### Selected excerpt
* start *
Seventeen Ways of Looking at Black Talk:  Selling Produce in the Poetry Youth Market.

Michael C. Ford

There is a new breed of urban adventurers looking for action with a black man’s code. The hipsters absorbed (his) existentialist synapse and, for practical purposes, could be considered a white Negro.

 -Norman Mailer, 1957

     Young poets from large cities are inclined more towards trendy hip-hop, skip-hop, trip-hop media exploitation and, along with it, a bogus translation of street-corner poetry into urban street-rap rhythm. Teen-slam poetry competitions are nation-wide: more of an outgrowth of the international slam contest mentality which seems, at its core, inclined to promote a concept of not how good a poem is, but how loud it is: much of it, interestingly, augmented, by the uniquely questionable notoriety of alternative television success Def Poetry Jam (even, for the time being, an installation on the maligned Broadway stage) or endless recordings of polluted spokenword from stereotypical gangsta post-disco hybrids. Personally speaking, I am not what you would call a major fan of street rapping: although I admit to being impressed, once in a while, with the rather savvy abilities of some of the more authentic street-corner poets: no not the kinds who rattle with an incoherent slam-jam gibberish, but those who appear to be projecting a contiguity with obsessive city-dweller survival; along with an understandable difficulty in comprehending how somebody can take a microphone and just be connected to some high-tech gear performing these multi-coordinated high-velocity rhymes-within-rhymes inner-city street songs.
* end *
### Given material
* start *
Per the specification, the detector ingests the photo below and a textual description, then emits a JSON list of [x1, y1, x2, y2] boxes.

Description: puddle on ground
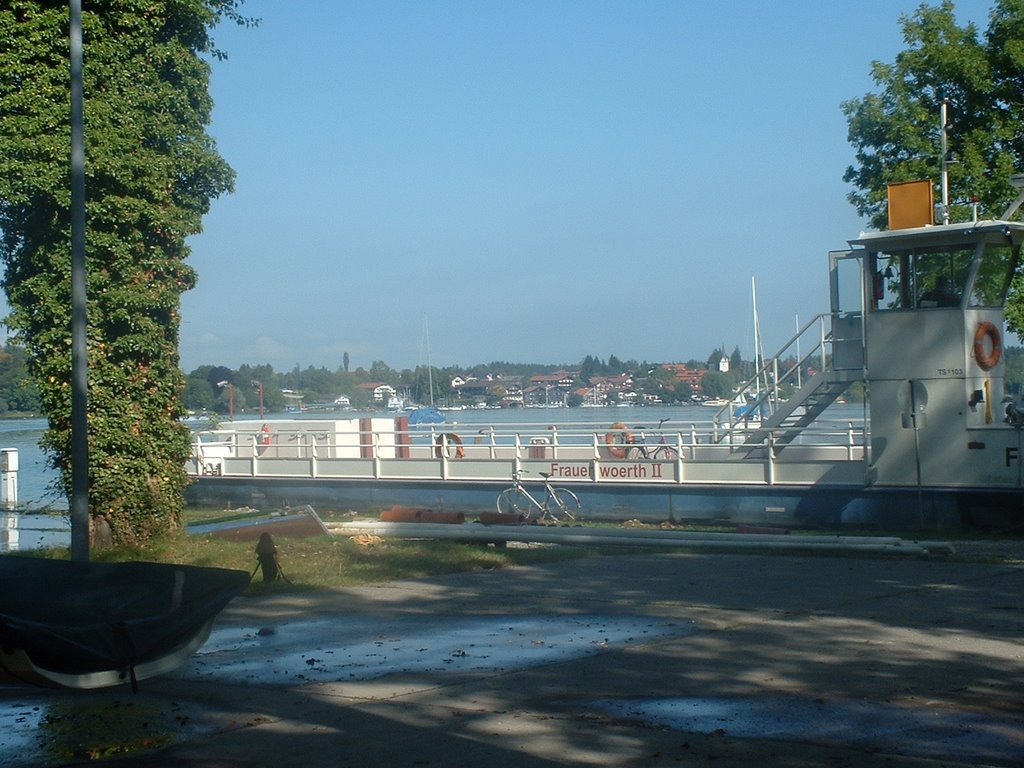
[[0, 689, 212, 768], [591, 696, 1024, 765], [181, 616, 692, 685]]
* end *
### Your tasks
**a.** Name every "-hop" style listed in the first sentence of the body of the essay on black talk and the poetry youth market.
**b.** Write what comes next in the essay on black talk and the poetry youth market, picking up right after its final sentence.

### Task-by-task outputs
**a.** hip-hop, skip-hop, trip-hop

**b.**
I find myself reasonably empathetic and have consensual standards towards high school classroom kids who feel the need to infuse their personal poetry with gang-bang cadences and homey in-the-hood metaphors.
     The average age of classroom participants to which I’m generally assigned is 17. Now, there wasn’t a major difference about teaching l7-year old people in the more or less isolated agri-community schools of California’s San Joaquin Valley: and the question of whether or not the city poet is in any way a better writer or any worse than the rural poet turns out not to be a question at all: mainly because, as it is experienced in both cases there are instances where white kids freely associate with hardcore black jargon. This interestingly reveals a natural inclination to reflect their immediate environments: and by virtue of the nature of imaginative writing, they measure this as a means towards self-expression.
     It becomes evident that young poets (despite what might be construed as limitations) always demonstrate a very clear willingness to turn left brain liabilities into creative assets: an almost intuitive desire to discover startling images, to find a few dangerous visions of a conflicted society supporting international policies which, sometimes, turn buildings into rubble and human beings into Fahrenheit.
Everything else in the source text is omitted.